# Selected passage:

# Puppy Biting Excessively -Help-



## Ifinx

Hey Everyone, :help:

I am in need of good advice. I read the sticky on puppy biting and I've tried everything, but nothing is helping. Me and My Wife have a 8 week old German Shepherd puppy that will bite everything. I have tried everything in the world to get him to stop biting humans. I know that biting is a good trait for a German Shepherd, but when he is around he bites us way to hard. He will snap at your nose, ears, ankles, hands, fingers, toes, and everything in between.

We can't love on him because he always try's to bite our face, lips, nose, etc. You can't pet him because then he turns around and then tries to bite your hand. He doesn't bite soft at all.

I have tired whelping loudly and ignoring him. He just goes right back to my feet or something else and starts biting again. Just like he doesn't care. We've tried holding his mouth down until he whines, but not forcibly. I've tried putting my finger under his tongue and again that doesn't work either. We've tried water bottles, spanking, biting him back, and I just don't know what else to do.

# Exercise set:
- 1) Write out the part of the puppy-biting post starting with "We can't love" and going on through "soft at all.".
- 2) Continue the forum post about the biting German Shepherd puppy from its last sentence.
The material after this comes from another source.

# Excerpted records:
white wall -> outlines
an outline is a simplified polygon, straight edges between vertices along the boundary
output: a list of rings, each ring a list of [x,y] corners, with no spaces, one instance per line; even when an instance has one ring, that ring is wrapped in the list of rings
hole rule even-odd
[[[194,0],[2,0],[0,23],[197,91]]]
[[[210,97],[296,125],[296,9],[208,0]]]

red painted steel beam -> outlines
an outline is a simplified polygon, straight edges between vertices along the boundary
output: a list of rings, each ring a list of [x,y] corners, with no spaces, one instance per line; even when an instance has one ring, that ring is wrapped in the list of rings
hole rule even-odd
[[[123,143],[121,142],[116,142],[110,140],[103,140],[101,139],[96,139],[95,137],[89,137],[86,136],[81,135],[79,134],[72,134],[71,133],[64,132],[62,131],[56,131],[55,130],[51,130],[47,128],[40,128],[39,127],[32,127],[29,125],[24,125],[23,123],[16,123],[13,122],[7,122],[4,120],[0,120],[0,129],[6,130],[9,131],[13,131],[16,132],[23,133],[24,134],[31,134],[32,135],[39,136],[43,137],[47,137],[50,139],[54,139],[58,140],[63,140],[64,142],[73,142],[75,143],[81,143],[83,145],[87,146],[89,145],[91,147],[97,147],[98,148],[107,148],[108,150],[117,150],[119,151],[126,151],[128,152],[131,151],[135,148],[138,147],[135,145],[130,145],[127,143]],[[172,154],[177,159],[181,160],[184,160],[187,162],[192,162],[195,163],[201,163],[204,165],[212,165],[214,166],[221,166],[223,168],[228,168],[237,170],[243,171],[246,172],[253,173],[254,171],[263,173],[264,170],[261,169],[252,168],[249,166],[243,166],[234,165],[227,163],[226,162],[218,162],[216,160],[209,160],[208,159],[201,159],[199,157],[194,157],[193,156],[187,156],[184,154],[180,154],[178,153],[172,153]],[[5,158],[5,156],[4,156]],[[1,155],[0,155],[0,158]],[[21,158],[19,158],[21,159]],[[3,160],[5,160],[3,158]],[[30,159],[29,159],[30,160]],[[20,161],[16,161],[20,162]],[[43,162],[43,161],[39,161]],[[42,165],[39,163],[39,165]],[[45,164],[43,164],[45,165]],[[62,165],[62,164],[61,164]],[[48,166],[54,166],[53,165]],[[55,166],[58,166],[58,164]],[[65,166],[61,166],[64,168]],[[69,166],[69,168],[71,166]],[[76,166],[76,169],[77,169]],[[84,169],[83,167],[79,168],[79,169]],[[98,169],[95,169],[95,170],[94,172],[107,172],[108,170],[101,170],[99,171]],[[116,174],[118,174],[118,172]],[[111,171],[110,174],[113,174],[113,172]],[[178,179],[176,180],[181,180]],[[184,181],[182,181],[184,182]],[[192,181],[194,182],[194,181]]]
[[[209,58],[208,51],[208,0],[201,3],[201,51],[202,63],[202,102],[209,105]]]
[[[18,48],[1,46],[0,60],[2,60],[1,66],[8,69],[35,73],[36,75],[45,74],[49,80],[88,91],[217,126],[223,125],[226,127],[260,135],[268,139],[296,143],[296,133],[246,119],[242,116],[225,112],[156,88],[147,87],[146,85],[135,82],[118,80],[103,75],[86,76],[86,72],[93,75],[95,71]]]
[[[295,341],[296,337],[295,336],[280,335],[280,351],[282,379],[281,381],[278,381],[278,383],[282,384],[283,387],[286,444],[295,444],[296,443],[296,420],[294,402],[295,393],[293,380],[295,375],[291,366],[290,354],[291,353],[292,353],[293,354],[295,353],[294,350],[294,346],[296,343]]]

# In response:
- 1)
We can't love on him because he always try's to bite our face, lips, nose, etc. You can't pet him because then he turns around and then tries to bite your hand. He doesn't bite soft at all.

- 2)
Does anyone have any good ideas?:help:


----------



## mandiah89

When he starts biting you put him in his crate and ignore him till he calms down, then let him out again, that is a fairly easy way... The way I like to go about excessive biting is put his leash on, put on a pair of shoes just incase he gets your foot, and place your foot on the leash near his neck to force him to laydown and do not let him up until he is completely calm and relaxed, most dogs will fight you for a while so get comfy, but you will only need to do this a few times before he gets the point!


----------



## sprklnh2o

Your pup is only 8 weeks old. He will bite, it's normal! That's how they play. That being said, it sounds like you tried a lot of things but did you try it for an extended period of time? If you keep changing your methods, it will confuse him and he won't learn as fast. I think a lot of methods will work if you are persistent. For my puppy, I found yelping and giving him "timeouts" in the bathroom helped a lot. From the yelping, he learned that human are uber sensitive and from the timeouts he learned to calm down. He stopped biting after he got all his adult teeth in (around 6 months) and now he has a very soft mouth!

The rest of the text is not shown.